**TASKS TO CARRY OUT**
**a.** Decide whether each statement below agrees with the profile of Linda Hofke, answering yes or no and quoting the words of the profile that settle it: (i) She has lived in Germany for 11 years. (ii) She prefers rhyme to free verse. (iii) She has written two sestinas.
**b.** Quote the profile of Linda Hofke from "How do you know" up to and including "of her work.".

Name: Linda Hofke
Location: I am originally from Pennsylvania but have lived in Germany for 11 years now.
How do you know Cara? We kept crossing paths in mutual groups and forums. First there was Poetic Asides, then Sketchbook, The River of Stones project, Poetic Bloomings. Eventually, we connected on Facebook. Gosh, when I list all the sites like that, even though it was purely incidental, it makes me feel like some sort of poetic stalker. Watch out! When you least expect it I might attack with an awful attempt at alliteration or pester you with anapestic meter. Seriously, though, I’m a fan of her work.
How long have you been writing poetry? In elementary school I wrote what I’d call silly rhymes, not really poems. However, I spent more time writing short stories at that time. Then we studied Carl Sandburg and I was taken in by his Fog poem, by how one could paint a visual picture and mood in another’s mind with just a few words. Later, perhaps seventh or eighth grade, we studied the work of Langston Hughes and it hit me. Poetry is a voice captured on paper, one that can cry, scream, whisper, rejoice, even laugh within the confines of a page. That’s when I started exploring the craft of writing poetry. I’ve been writing it every since.
What kind of poetry do you write? I prefer free verse over rhyme, except when writing humorous verse for children (which is a lot of fun) but also like to dabble with form. Except the sestina. They make me want to pull out clumps of my hair as I write them, and I hate every sestina I’ve ever written. Every. Single. One. (which amounts to a total of two and still holding) I’ve recently discovered the tanka form and am having fun with it.

**DATA LISTING**
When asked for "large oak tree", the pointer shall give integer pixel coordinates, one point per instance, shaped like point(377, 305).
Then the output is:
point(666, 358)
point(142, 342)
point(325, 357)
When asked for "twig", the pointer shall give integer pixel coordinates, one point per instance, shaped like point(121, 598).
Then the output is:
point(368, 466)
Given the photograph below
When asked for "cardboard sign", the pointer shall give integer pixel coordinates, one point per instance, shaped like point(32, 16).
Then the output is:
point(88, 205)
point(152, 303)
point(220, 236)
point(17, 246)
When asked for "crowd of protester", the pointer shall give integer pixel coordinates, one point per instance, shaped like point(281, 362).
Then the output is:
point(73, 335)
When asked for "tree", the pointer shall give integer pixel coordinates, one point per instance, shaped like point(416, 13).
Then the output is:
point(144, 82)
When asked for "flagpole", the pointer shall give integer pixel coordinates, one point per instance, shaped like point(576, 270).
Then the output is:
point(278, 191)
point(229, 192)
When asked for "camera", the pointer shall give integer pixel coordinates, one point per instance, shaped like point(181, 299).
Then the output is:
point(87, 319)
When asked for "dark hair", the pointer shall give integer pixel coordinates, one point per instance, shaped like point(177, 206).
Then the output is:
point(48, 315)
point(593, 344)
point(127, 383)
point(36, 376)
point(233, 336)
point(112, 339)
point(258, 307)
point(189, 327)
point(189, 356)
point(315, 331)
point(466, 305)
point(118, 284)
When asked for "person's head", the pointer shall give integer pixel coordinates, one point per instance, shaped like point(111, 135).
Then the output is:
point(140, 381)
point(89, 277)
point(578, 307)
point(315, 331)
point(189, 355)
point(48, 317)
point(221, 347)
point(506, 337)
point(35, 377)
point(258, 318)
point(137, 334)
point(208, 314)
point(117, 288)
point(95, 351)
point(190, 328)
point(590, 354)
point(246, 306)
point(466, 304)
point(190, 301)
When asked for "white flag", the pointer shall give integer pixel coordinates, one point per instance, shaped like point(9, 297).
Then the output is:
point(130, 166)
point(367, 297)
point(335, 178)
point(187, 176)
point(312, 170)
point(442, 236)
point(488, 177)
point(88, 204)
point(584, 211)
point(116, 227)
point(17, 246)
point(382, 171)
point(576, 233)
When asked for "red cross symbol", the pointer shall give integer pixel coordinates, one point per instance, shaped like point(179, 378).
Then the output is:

**SOLUTIONS**
**a.**
(i) Yes: "I am originally from Pennsylvania but have lived in Germany for 11 years now."
(ii) No: "I prefer free verse over rhyme"
(iii) Yes: "which amounts to a total of two and still holding"

**b.**
How do you know Cara? We kept crossing paths in mutual groups and forums. First there was Poetic Asides, then Sketchbook, The River of Stones project, Poetic Bloomings. Eventually, we connected on Facebook. Gosh, when I list all the sites like that, even though it was purely incidental, it makes me feel like some sort of poetic stalker. Watch out! When you least expect it I might attack with an awful attempt at alliteration or pester you with anapestic meter. Seriously, though, I’m a fan of her work.